§ STATED PROBLEM:
Edit the lines starting at the one containing "Could you please outline every instance of the wooden" and ending at the one containing "209L105 207L105 196L106" so that "with thanks" becomes "please", with everything else left as it is.

(Region segmentation data)

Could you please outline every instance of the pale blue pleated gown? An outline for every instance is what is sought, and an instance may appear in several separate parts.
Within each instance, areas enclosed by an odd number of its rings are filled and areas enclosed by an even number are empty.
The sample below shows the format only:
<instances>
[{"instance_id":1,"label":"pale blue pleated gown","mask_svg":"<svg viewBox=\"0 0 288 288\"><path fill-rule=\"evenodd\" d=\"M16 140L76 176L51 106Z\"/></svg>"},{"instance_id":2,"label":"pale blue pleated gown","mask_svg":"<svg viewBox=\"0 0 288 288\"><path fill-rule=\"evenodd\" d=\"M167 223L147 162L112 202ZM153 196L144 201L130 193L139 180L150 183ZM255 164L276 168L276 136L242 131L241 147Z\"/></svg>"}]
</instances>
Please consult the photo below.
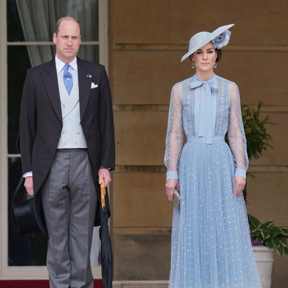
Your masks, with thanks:
<instances>
[{"instance_id":1,"label":"pale blue pleated gown","mask_svg":"<svg viewBox=\"0 0 288 288\"><path fill-rule=\"evenodd\" d=\"M234 196L234 177L248 165L237 85L216 74L176 84L166 144L167 179L179 178L181 196L169 288L261 288L243 195Z\"/></svg>"}]
</instances>

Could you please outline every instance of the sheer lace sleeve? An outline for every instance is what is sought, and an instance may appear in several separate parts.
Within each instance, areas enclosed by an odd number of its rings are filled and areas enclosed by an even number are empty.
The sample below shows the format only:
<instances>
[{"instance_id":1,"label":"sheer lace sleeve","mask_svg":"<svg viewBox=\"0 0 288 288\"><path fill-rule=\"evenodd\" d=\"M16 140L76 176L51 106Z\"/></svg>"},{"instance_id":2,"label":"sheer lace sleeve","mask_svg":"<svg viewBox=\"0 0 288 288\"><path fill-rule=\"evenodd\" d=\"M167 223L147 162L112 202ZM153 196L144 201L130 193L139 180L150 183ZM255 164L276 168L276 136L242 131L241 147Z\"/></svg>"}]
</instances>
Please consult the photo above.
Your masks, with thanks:
<instances>
[{"instance_id":1,"label":"sheer lace sleeve","mask_svg":"<svg viewBox=\"0 0 288 288\"><path fill-rule=\"evenodd\" d=\"M240 95L238 87L234 83L228 84L228 92L231 102L229 113L228 140L236 163L235 176L246 178L249 161L241 115Z\"/></svg>"},{"instance_id":2,"label":"sheer lace sleeve","mask_svg":"<svg viewBox=\"0 0 288 288\"><path fill-rule=\"evenodd\" d=\"M178 179L177 170L183 142L183 84L174 85L171 93L164 158L164 163L167 167L167 180Z\"/></svg>"}]
</instances>

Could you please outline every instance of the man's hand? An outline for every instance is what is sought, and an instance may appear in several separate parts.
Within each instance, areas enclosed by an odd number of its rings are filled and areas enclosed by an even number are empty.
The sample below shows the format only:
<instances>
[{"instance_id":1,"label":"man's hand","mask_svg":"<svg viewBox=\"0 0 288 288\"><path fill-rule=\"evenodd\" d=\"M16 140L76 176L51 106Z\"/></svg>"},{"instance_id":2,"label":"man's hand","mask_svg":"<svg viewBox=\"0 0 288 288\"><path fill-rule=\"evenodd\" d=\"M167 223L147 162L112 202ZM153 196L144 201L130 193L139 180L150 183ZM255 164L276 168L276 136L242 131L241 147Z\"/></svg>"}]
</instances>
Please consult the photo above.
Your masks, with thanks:
<instances>
[{"instance_id":1,"label":"man's hand","mask_svg":"<svg viewBox=\"0 0 288 288\"><path fill-rule=\"evenodd\" d=\"M31 196L34 195L34 189L33 187L33 177L26 177L25 178L24 186L26 188L27 193Z\"/></svg>"},{"instance_id":2,"label":"man's hand","mask_svg":"<svg viewBox=\"0 0 288 288\"><path fill-rule=\"evenodd\" d=\"M107 187L108 184L111 182L111 177L108 168L100 168L98 172L98 181L99 185L102 184L103 179L104 179L105 187Z\"/></svg>"}]
</instances>

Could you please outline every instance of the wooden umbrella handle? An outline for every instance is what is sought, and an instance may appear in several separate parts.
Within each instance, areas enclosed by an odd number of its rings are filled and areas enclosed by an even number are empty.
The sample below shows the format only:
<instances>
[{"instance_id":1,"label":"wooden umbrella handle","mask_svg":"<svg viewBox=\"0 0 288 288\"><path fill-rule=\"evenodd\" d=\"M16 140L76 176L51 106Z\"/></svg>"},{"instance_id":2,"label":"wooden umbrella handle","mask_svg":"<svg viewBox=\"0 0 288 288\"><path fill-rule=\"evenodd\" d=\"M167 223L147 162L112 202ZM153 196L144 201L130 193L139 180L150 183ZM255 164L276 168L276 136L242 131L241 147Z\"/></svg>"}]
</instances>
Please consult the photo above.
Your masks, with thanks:
<instances>
[{"instance_id":1,"label":"wooden umbrella handle","mask_svg":"<svg viewBox=\"0 0 288 288\"><path fill-rule=\"evenodd\" d=\"M104 209L105 207L105 196L106 195L106 188L105 187L105 182L104 179L102 184L100 185L100 188L101 188L101 207L102 208L102 211Z\"/></svg>"}]
</instances>

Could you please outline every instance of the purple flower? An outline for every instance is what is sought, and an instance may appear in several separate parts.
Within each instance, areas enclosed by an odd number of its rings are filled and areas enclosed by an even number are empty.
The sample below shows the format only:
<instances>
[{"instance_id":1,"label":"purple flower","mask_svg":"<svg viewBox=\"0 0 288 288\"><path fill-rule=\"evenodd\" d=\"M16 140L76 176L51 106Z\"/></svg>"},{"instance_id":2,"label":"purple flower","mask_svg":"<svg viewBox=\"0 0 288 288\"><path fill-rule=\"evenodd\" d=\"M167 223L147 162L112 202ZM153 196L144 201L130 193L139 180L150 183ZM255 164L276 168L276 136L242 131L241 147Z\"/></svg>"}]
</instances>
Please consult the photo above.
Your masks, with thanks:
<instances>
[{"instance_id":1,"label":"purple flower","mask_svg":"<svg viewBox=\"0 0 288 288\"><path fill-rule=\"evenodd\" d=\"M231 32L228 30L226 30L214 39L212 39L212 41L214 48L220 49L222 47L225 46L229 42L230 35Z\"/></svg>"},{"instance_id":2,"label":"purple flower","mask_svg":"<svg viewBox=\"0 0 288 288\"><path fill-rule=\"evenodd\" d=\"M250 236L251 243L252 246L263 246L265 245L264 242L259 242L255 237Z\"/></svg>"}]
</instances>

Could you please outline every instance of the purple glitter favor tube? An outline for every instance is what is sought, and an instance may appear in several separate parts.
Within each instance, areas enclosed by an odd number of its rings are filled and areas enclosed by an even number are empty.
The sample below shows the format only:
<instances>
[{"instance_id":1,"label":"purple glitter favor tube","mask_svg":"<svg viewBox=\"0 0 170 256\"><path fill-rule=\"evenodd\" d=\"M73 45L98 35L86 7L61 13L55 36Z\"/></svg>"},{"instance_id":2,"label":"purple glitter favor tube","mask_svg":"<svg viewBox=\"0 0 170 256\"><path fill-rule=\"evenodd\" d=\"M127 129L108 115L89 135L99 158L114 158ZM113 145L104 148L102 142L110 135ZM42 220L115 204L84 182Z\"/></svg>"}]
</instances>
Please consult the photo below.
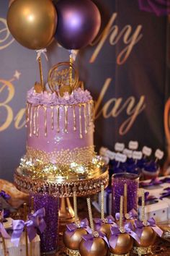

§ ANSWER BELOW:
Could you please outline every instance of the wooden umbrella handle? An outline for every instance is what is sought, and an instance may appear in several separate parts.
Within each instance, areas enclosed by an odd number of its rings are filled and areas enclosed by an even number are empty.
The sample below shows the format only:
<instances>
[{"instance_id":1,"label":"wooden umbrella handle","mask_svg":"<svg viewBox=\"0 0 288 288\"><path fill-rule=\"evenodd\" d=\"M16 140L76 176L51 106Z\"/></svg>"},{"instance_id":2,"label":"wooden umbrella handle","mask_svg":"<svg viewBox=\"0 0 288 288\"><path fill-rule=\"evenodd\" d=\"M167 223L147 162L112 202ZM153 196L144 201L130 193L139 180L150 183ZM255 164L276 168L276 136L242 131L241 147Z\"/></svg>"}]
</instances>
Please consult the photo above.
Your masks, please:
<instances>
[{"instance_id":1,"label":"wooden umbrella handle","mask_svg":"<svg viewBox=\"0 0 288 288\"><path fill-rule=\"evenodd\" d=\"M104 209L105 207L105 196L106 195L106 188L105 187L105 182L104 179L102 184L100 185L100 188L101 188L101 207L102 208L102 211Z\"/></svg>"}]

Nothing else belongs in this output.